Provided text:
--- START ---

Showing posts with label nonprofit communications. Show all posts
Showing posts with label nonprofit communications. Show all posts

Wednesday, February 6, 2013

Branding gaps and 6 ways to bridge them

Branding gaps are the most likely source of declining enrolment in an independent school. But where do you find them and what do you do about them?

First, some ground rules. For the purpose of this discussion I am using Seth Godin’s definition of a brand: “A brand is the set of expectations, memories, stories and relationships that, taken together, account for a consumer’s decision to choose one product or service over another.” So, you can see that a brand is infinitely more than logo, tagline and ad copy.

Now, to define branding gaps we need to accept that organizations effectively have two brands. One is the promised brand – the one that marketing, communication, mission and other efforts have been designed to convey. The other is the delivered brand. This is the one you find out about when you survey stakeholders and ask them to characterize their experience with and perceptions of your school. In organizations that really have their branding act together (think Apple, Whole Foods), the two are aligned. In most organizations, there are going to be differences between the promised brand and the delivered brand and those differences are the branding gaps.

There are many sources of branding gaps. Most of them can and should be considered proactively. Here are some ideas for where those gaps maybe lurking in your school and what to do about them.

Teachers – There is no one more important to delivering your school’s brand than teachers. For most families, they are the most common point of communication. It’s critical that teachers know and understand the school’s brand. Clearly it should be reflected in all their communication with students and parents and that includes classroom websites and email blasts. I would contend that the brand should also be evident in the classroom. I know a Head of School that challenges teachers to consider the changes they would make to classroom content if the mission of the school changed. If mission and curriculum are married, then brand must also be part of the educational product.

Everyday Communication – Parents are recipients of what sometimes seems like an endless stream of communication from the school. While this often deals with day-to-day issues like early closings, lunch programs and upcoming events, there’s no reason that it shouldn’t reflect the school’s brand. The danger is that much of this type of communication is often written hastily by people other than marketing and communications staff. There are a number of solutions. Many of these communications can be anticipated and templates can be prepared in advance. Everyone in the organization should be brand-trained and understand how that affects even the most mundane messaging. Finally, a review system that gives the communications staff the final say could help maintain the brand.

Office staff – We all know the adage about having one chance to make a first impression and office staff are the front line of most interaction with stakeholders – whether in person, by phone or by email. Like everyone else, they need to understand the school’s brand promise but more importantly they need to know how to incorporate that into daily activity. Front-line staff in a school that emphasizes inclusivity and diversity should communicate differently than those in an elite IB school.

--- END ---

Job A: Could you rewrite the records, beginning at the line that has "Expected content: green" and continuing through the end of the records, with "bounding box" replaced by "rectangle" and everything else unchanged?

Dataset extract:
--- START ---

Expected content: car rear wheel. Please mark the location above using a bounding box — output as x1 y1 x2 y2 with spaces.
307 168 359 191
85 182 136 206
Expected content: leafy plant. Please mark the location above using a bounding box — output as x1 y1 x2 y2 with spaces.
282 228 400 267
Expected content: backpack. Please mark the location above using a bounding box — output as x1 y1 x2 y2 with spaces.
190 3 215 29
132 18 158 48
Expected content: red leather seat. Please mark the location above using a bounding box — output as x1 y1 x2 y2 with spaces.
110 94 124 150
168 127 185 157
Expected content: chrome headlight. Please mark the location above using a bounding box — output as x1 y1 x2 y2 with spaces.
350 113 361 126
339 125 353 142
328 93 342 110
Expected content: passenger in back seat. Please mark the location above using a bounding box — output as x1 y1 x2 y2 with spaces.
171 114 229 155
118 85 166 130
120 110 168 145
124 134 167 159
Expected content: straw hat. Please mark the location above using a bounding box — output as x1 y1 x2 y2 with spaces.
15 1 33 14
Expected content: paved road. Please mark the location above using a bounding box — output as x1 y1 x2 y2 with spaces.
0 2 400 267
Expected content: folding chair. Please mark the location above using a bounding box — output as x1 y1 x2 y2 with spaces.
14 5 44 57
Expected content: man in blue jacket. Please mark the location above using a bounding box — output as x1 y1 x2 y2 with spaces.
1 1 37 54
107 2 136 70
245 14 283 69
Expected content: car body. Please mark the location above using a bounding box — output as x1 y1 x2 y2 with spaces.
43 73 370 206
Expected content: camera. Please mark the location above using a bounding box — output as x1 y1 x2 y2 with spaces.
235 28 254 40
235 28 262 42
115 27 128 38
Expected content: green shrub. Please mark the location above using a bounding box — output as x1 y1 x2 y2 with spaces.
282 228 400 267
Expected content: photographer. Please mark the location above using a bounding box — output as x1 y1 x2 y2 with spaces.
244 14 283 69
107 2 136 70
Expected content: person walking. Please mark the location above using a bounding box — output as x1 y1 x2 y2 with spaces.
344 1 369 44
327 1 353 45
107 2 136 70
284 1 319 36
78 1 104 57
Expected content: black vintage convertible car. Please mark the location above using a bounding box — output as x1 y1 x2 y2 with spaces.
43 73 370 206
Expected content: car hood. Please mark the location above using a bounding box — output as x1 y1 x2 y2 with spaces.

--- END ---

Job B: In two sentences, what does the post on branding gaps say?

Task output A:
Expected content: green shrub. Please mark the location above using a rectangle — output as x1 y1 x2 y2 with spaces.
282 228 400 267
Expected content: photographer. Please mark the location above using a rectangle — output as x1 y1 x2 y2 with spaces.
244 14 283 69
107 2 136 70
Expected content: person walking. Please mark the location above using a rectangle — output as x1 y1 x2 y2 with spaces.
344 1 369 44
327 1 353 45
107 2 136 70
284 1 319 36
78 1 104 57
Expected content: black vintage convertible car. Please mark the location above using a rectangle — output as x1 y1 x2 y2 with spaces.
43 73 370 206
Expected content: car hood. Please mark the location above using a rectangle — output as x1 y1 x2 y2 with spaces.

Task output B: Branding gaps, the differences between the brand a school promises and the brand it actually delivers, are the most likely source of declining enrollment in an independent school. Teachers, everyday communication with parents, and office staff are places where those gaps may lurk, so these people need to understand the school's brand and reflect it in their communication.